• [Text under study]:
━━━━━━━━━━━━━━━━
Troubleshooting multiple data center configurations

Use this information to troubleshoot multiple data center configurations, including linking between catalog service domains.

Before you begin

You must use the xscmd utility to troubleshoot your multiple data center configurations. For more information, see Administering with the xscmd utility.

Procedure

  • [Version 8.6 and later]Problem: You must determine whether data replication is synchronized across container servers and catalog service domains.

    Solution: Run the xscmd -c showReplicationState or xscmd.sh -c showDomainReplicationState command. These commands display information about the status of replication in the environment. For more information, see Monitoring with the xscmd utility.

  • [Version 8.6 and later]Problem: You must check which catalog service domains are linked to your local catalog service domain.

    Solution: Run the xscmd -c showLinkedDomains command. This command lists the foreign catalog service domains that are linking to the local catalog service domain.

  • [Version 8.6 and later]Problem: You want to detect any configuration problems with your primary shard links to catalog service domains, without going through the entire output of the xscmd -c showLinkedPrimaries command.
    Solution: Use the -hc or the --linkHealthCheck option with this command. For example, xscmd -c showLinkedPrimaries -hc or xscmd -c showLinkedPrimaries --linkHealthCheck. The command verifies that the primary shards have the appropriate number of catalog service domain links. The command lists any primary shards that have the wrong number of links. If they are all linked correctly (for example, your domain is linked to 1 other domain, then all of the individual primary shards are expected to have 1 link), you get a message that indicates they are linked:
    CWXSI0092I: All primary shards for {0} data grid and {1} map set have the correct number of links 
    to foreign primary shards.
━━━━━━━━━━━━━━━━
• [Extracted information]:
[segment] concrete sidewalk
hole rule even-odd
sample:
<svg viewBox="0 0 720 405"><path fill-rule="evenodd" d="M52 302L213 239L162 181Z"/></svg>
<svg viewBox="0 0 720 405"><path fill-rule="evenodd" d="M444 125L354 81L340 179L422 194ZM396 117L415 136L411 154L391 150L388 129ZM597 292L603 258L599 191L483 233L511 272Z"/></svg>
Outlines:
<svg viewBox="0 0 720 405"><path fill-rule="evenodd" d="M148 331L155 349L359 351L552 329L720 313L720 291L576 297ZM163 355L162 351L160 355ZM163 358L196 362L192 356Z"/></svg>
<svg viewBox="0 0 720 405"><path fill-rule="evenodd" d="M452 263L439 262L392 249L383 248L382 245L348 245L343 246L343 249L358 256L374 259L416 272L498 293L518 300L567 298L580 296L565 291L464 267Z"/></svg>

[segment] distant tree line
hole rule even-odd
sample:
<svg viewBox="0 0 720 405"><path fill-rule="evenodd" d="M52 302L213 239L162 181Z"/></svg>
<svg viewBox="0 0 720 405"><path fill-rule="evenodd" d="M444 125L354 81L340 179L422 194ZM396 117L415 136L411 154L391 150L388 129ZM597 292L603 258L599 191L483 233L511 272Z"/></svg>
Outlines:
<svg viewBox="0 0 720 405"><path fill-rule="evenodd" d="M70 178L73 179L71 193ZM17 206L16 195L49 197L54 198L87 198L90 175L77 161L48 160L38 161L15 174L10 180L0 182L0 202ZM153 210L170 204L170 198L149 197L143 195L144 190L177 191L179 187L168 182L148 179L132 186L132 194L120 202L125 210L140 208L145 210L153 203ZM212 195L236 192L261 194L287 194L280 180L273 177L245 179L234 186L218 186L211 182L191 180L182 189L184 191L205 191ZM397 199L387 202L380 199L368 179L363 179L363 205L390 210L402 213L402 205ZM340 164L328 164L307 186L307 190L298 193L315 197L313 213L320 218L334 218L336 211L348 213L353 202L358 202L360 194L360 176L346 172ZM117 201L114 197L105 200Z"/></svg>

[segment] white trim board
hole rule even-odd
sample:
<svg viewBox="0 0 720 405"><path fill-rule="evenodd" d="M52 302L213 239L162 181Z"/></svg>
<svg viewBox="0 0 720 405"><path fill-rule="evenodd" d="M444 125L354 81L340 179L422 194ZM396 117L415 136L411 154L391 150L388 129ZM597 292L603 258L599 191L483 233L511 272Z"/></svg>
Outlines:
━━━━━━━━━━━━━━━━
• [Required action]: Print the troubleshooting guide for multiple data center configurations again, word for word and in full.

• [Your response]:
Troubleshooting multiple data center configurations

Use this information to troubleshoot multiple data center configurations, including linking between catalog service domains.

Before you begin

You must use the xscmd utility to troubleshoot your multiple data center configurations. For more information, see Administering with the xscmd utility.

Procedure

  • [Version 8.6 and later]Problem: You must determine whether data replication is synchronized across container servers and catalog service domains.

    Solution: Run the xscmd -c showReplicationState or xscmd.sh -c showDomainReplicationState command. These commands display information about the status of replication in the environment. For more information, see Monitoring with the xscmd utility.

  • [Version 8.6 and later]Problem: You must check which catalog service domains are linked to your local catalog service domain.

    Solution: Run the xscmd -c showLinkedDomains command. This command lists the foreign catalog service domains that are linking to the local catalog service domain.

  • [Version 8.6 and later]Problem: You want to detect any configuration problems with your primary shard links to catalog service domains, without going through the entire output of the xscmd -c showLinkedPrimaries command.
    Solution: Use the -hc or the --linkHealthCheck option with this command. For example, xscmd -c showLinkedPrimaries -hc or xscmd -c showLinkedPrimaries --linkHealthCheck. The command verifies that the primary shards have the appropriate number of catalog service domain links. The command lists any primary shards that have the wrong number of links. If they are all linked correctly (for example, your domain is linked to 1 other domain, then all of the individual primary shards are expected to have 1 link), you get a message that indicates they are linked:
    CWXSI0092I: All primary shards for {0} data grid and {1} map set have the correct number of links 
    to foreign primary shards.